> **Work instruction**
Send back exactly the lines from the opening line of the records below through the one with "positive clicks: (686, 154)".

[Stored items]

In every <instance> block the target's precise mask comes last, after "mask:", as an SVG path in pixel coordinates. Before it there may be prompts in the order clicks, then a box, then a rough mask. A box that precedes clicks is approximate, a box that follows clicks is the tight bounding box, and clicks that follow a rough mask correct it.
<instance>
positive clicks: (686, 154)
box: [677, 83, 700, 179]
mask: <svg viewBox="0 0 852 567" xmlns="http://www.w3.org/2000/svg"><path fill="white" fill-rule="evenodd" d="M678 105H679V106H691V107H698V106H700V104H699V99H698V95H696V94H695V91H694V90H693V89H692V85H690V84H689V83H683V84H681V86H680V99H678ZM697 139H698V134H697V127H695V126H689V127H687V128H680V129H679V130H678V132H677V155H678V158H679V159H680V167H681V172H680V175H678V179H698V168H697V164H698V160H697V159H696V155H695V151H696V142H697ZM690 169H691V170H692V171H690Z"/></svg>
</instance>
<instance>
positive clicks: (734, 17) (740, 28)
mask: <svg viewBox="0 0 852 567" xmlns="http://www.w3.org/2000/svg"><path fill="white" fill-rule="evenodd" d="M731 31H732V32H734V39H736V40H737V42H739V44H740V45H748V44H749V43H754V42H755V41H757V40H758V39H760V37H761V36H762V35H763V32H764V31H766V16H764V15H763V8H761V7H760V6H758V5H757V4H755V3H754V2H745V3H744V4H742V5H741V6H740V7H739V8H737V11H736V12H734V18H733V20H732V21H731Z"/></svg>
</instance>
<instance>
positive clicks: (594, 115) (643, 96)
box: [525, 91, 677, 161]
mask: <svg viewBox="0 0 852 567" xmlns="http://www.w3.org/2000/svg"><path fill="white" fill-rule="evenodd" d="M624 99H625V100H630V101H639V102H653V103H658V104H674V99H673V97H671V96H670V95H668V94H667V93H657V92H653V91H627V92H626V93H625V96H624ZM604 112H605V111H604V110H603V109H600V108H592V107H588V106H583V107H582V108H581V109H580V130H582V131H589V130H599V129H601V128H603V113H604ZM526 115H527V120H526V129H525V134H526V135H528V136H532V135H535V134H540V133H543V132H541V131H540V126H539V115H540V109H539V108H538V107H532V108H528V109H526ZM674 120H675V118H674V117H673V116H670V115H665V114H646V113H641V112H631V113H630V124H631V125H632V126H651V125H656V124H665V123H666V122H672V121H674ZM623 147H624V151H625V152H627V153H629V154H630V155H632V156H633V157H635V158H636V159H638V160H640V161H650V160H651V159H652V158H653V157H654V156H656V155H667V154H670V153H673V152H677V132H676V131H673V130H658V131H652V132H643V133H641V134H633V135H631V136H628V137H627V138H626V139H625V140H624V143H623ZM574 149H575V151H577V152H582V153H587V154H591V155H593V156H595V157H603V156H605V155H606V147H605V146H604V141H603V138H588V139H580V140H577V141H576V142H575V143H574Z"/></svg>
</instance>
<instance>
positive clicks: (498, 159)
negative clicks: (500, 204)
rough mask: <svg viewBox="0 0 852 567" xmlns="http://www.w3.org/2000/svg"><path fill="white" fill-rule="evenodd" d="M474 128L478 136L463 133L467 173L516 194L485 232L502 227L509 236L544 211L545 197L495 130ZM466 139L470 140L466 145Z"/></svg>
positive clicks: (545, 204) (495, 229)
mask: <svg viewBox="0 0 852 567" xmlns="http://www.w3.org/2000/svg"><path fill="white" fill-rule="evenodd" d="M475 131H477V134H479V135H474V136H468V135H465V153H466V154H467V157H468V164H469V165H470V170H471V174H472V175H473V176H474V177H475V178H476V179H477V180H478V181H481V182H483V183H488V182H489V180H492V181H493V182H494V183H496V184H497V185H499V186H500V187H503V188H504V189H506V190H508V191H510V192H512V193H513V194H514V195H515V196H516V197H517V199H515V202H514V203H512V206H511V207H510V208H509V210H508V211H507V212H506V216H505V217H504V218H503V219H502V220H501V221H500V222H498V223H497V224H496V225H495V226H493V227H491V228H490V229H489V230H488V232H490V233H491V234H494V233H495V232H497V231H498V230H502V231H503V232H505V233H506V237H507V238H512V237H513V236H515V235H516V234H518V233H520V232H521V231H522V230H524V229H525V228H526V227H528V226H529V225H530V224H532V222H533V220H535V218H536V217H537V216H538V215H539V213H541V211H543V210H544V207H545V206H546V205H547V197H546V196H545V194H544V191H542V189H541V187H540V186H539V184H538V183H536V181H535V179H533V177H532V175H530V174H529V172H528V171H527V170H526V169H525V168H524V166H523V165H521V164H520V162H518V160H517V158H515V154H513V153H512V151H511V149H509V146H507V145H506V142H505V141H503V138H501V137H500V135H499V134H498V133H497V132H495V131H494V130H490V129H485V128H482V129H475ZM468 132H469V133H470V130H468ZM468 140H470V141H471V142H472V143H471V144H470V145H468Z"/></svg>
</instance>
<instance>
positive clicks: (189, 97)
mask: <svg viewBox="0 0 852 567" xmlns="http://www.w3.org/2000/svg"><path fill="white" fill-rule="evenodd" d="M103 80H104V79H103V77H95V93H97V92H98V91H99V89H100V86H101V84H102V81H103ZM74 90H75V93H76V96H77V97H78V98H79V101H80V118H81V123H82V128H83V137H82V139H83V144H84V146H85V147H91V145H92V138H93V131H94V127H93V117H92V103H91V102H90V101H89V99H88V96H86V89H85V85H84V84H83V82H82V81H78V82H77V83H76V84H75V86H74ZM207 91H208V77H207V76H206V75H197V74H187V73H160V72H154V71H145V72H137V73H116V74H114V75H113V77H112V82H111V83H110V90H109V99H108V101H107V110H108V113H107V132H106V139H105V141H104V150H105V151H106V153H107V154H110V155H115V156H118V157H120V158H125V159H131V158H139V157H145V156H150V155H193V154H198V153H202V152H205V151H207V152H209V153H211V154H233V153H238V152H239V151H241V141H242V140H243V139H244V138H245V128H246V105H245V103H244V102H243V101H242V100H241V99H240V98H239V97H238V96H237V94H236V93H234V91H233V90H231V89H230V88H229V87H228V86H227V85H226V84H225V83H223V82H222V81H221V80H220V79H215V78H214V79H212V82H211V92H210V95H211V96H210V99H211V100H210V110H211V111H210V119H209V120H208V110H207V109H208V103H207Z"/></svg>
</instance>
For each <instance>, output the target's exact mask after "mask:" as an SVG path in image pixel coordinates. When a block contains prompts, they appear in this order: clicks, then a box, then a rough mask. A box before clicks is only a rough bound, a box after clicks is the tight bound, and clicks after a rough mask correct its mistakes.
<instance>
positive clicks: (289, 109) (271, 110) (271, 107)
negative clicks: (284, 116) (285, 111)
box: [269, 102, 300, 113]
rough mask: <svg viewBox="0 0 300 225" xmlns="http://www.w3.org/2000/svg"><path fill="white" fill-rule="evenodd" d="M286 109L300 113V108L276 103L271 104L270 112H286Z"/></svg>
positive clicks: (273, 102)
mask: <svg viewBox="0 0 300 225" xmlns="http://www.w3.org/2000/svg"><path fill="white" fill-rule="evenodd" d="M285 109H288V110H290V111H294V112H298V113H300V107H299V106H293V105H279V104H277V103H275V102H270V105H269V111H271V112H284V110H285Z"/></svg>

> **Expected answer**
In every <instance> block the target's precise mask comes last, after "mask:", as an SVG path in pixel coordinates. Before it there may be prompts in the order clicks, then a box, then a rough mask. A box that precedes clicks is approximate, a box that follows clicks is the tight bounding box, and clicks that follow a rough mask correct it.
<instance>
positive clicks: (686, 154)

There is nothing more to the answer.